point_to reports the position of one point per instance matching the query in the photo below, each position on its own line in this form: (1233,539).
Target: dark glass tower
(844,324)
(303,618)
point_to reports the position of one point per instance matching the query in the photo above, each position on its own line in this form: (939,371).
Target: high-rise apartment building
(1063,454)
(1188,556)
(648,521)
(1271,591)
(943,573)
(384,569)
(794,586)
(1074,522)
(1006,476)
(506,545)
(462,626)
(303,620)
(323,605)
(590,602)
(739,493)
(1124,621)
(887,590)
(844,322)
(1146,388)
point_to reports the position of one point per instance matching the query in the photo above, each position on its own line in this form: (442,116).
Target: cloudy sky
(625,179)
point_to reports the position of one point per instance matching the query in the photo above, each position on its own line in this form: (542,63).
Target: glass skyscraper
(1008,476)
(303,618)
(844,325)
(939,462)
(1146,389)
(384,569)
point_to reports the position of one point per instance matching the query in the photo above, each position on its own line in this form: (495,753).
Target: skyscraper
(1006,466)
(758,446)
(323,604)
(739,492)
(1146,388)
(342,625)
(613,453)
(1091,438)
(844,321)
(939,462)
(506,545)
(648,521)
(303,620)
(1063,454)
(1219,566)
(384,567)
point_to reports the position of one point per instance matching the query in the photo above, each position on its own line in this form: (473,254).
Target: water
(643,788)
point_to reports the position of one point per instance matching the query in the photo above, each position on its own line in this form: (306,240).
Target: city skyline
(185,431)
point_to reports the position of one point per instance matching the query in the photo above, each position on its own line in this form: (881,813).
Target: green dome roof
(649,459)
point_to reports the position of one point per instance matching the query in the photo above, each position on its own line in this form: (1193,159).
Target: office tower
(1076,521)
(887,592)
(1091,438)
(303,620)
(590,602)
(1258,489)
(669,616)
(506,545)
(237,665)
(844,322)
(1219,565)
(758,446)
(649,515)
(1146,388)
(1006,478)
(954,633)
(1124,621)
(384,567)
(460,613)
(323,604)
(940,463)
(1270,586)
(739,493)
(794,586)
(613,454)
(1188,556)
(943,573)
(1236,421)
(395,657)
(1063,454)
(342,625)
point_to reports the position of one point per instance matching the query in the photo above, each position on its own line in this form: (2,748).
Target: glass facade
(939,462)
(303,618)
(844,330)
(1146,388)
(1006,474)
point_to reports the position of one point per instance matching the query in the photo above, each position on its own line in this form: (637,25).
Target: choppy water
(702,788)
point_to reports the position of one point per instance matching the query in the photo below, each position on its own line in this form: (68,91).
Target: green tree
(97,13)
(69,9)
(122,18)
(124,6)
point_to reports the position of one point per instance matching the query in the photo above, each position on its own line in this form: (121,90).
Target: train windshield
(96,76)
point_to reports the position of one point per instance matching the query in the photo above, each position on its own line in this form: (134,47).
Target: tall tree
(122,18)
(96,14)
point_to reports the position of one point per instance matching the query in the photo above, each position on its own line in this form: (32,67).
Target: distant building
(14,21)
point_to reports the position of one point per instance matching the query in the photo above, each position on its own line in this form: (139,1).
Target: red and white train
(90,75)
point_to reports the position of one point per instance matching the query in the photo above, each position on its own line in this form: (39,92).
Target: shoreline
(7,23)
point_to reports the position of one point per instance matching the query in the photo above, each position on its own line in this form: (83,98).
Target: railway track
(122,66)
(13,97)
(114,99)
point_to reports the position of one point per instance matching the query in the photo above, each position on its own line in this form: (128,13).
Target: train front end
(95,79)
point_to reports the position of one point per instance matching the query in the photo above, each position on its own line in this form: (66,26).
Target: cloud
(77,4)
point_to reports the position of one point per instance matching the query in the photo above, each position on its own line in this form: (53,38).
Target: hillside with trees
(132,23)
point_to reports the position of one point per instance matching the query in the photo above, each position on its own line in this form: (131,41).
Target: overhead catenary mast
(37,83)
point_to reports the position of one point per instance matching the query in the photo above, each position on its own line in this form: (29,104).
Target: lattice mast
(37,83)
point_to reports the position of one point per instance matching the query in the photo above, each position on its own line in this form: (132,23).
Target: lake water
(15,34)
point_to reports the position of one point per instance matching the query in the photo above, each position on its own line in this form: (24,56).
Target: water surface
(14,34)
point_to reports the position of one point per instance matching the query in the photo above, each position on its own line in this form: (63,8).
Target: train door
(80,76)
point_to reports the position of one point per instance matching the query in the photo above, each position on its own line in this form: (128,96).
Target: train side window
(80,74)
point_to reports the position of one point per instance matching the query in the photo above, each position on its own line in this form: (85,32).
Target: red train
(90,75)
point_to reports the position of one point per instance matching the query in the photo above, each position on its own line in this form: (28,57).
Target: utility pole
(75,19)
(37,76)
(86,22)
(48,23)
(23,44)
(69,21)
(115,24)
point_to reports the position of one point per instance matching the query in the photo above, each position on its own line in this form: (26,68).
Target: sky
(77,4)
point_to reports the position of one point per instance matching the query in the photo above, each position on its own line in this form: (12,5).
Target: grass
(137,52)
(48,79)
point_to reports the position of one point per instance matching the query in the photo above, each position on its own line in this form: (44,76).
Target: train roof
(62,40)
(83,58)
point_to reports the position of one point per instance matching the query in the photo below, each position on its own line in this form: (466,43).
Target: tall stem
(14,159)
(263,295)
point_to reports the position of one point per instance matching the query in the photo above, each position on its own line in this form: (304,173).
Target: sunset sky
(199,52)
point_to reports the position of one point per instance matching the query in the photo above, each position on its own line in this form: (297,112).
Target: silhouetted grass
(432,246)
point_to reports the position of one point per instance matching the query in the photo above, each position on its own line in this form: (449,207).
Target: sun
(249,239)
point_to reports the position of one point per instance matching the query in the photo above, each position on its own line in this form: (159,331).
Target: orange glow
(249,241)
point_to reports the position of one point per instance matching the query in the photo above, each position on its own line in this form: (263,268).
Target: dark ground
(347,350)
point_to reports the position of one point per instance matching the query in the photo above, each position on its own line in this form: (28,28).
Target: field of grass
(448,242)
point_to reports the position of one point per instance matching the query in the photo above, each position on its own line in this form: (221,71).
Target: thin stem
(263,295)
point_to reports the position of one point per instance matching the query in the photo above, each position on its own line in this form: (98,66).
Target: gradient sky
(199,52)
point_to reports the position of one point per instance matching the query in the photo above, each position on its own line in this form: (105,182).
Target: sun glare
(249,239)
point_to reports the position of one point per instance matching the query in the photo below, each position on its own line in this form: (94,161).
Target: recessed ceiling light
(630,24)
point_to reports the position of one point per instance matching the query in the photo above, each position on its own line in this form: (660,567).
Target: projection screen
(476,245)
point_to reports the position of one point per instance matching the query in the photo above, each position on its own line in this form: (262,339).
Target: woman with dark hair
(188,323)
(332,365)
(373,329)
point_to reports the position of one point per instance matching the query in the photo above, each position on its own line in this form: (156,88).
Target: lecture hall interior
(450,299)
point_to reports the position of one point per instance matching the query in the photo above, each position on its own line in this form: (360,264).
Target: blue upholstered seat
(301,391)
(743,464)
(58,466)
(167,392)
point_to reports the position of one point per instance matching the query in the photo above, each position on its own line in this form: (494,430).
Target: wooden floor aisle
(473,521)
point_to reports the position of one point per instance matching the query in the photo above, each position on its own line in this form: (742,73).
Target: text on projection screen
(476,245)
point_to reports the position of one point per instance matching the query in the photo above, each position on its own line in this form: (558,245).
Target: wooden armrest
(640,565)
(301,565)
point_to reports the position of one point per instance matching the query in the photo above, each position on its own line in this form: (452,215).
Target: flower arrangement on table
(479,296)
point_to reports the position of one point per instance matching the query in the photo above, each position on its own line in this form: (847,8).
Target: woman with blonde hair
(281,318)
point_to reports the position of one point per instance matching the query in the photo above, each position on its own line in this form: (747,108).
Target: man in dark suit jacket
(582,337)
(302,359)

* Task to complete
Search the entries for the string "below" and return each line where it turns up.

* Exercise answer
point_to reports the position of one point per instance matching the query in the photo below, each position on its own line in this form: (1233,539).
point_to reports the position of one point per instance matching the query in the photo below, each position on its own line in this form: (68,91).
point_to reports the position of one point per instance matching the query in the photo below, each position on its own line in this form: (466,43).
point_to reports the position of one point per instance matching the query in the photo below, each position on its own line in this form: (94,161).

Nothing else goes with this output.